Extract to read

Self-directed. Self-assured. Smart. Strong.
In great shape. Healthy. I have been described over the years as having all of these qualities.
I’m just wondering why I can’t believe it, or see it, myself? Perfect example, last week…
On a beautiful sunny day last Friday my friend Eve and I hopped into my Subaru mom-car ( I was wishing it was a cool classic convertible a la Thelma & Louise, but hey, it worked…) and we made our way along the curvy Vermont roads to destination: Saratoga Springs, NY. The mission? To check out a few very targeted women’s clothing stores while our kids were at school. It’s finally warm out, almost-summer-like, and we were both in need of a few new things that weren’t either turtlenecks or made of SmartWool. We didn’t have a lot of time, but since all the clothing stores nearby have closed (we miss you Garnet Hill!), the hour-long each way trek to Saratoga was the closest option but needed to be quick and targeted.

Information provided

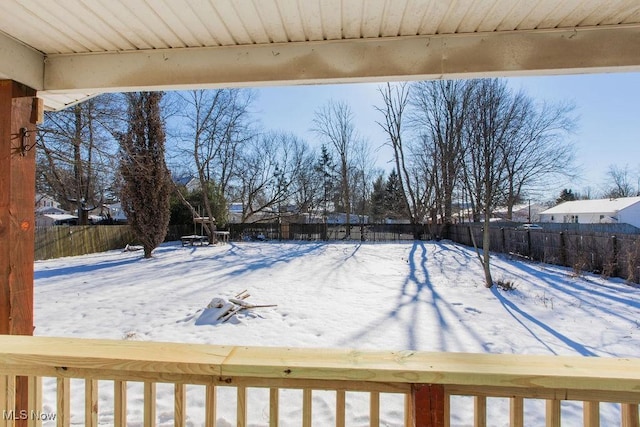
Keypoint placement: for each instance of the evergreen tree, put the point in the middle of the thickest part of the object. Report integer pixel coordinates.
(377, 210)
(146, 180)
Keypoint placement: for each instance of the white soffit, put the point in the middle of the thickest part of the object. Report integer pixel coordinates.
(70, 49)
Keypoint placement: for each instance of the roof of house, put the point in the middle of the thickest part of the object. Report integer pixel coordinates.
(593, 206)
(71, 50)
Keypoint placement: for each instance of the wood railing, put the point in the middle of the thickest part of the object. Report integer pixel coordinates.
(426, 382)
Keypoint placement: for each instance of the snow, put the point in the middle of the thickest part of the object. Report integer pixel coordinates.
(397, 296)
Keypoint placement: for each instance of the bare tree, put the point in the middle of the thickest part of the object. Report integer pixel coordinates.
(619, 182)
(76, 156)
(215, 124)
(539, 153)
(268, 169)
(396, 100)
(146, 179)
(439, 113)
(334, 124)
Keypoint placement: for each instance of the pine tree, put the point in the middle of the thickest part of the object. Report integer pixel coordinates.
(146, 180)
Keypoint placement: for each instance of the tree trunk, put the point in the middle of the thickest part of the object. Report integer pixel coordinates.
(486, 241)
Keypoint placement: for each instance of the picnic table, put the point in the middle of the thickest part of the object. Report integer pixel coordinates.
(194, 239)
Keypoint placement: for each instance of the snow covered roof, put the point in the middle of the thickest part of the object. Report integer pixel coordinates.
(593, 206)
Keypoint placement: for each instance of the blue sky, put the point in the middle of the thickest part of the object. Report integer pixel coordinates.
(608, 129)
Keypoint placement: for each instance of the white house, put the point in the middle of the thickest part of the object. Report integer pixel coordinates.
(625, 210)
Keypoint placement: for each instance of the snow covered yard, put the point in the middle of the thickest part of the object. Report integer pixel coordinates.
(410, 296)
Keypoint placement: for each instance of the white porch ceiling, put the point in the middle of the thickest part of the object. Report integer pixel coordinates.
(71, 49)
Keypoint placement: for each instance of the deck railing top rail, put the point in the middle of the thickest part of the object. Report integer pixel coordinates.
(71, 357)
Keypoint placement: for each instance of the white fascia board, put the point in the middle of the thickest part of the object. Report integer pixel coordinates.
(535, 52)
(21, 63)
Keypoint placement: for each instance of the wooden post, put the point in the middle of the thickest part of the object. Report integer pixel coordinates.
(427, 405)
(19, 112)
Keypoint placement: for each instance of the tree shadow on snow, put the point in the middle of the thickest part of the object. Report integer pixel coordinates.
(417, 294)
(528, 322)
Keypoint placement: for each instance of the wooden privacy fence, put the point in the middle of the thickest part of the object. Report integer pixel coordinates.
(426, 382)
(603, 253)
(64, 240)
(60, 241)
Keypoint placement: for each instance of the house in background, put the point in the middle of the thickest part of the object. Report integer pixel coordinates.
(190, 182)
(625, 210)
(521, 213)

Aim of the exercise
Transcribe, without alteration, the part of the essay about the drive to Saratoga Springs beginning with "I’m just wondering" and continuing through "quick and targeted.".

Reply to the task
I’m just wondering why I can’t believe it, or see it, myself? Perfect example, last week…
On a beautiful sunny day last Friday my friend Eve and I hopped into my Subaru mom-car ( I was wishing it was a cool classic convertible a la Thelma & Louise, but hey, it worked…) and we made our way along the curvy Vermont roads to destination: Saratoga Springs, NY. The mission? To check out a few very targeted women’s clothing stores while our kids were at school. It’s finally warm out, almost-summer-like, and we were both in need of a few new things that weren’t either turtlenecks or made of SmartWool. We didn’t have a lot of time, but since all the clothing stores nearby have closed (we miss you Garnet Hill!), the hour-long each way trek to Saratoga was the closest option but needed to be quick and targeted.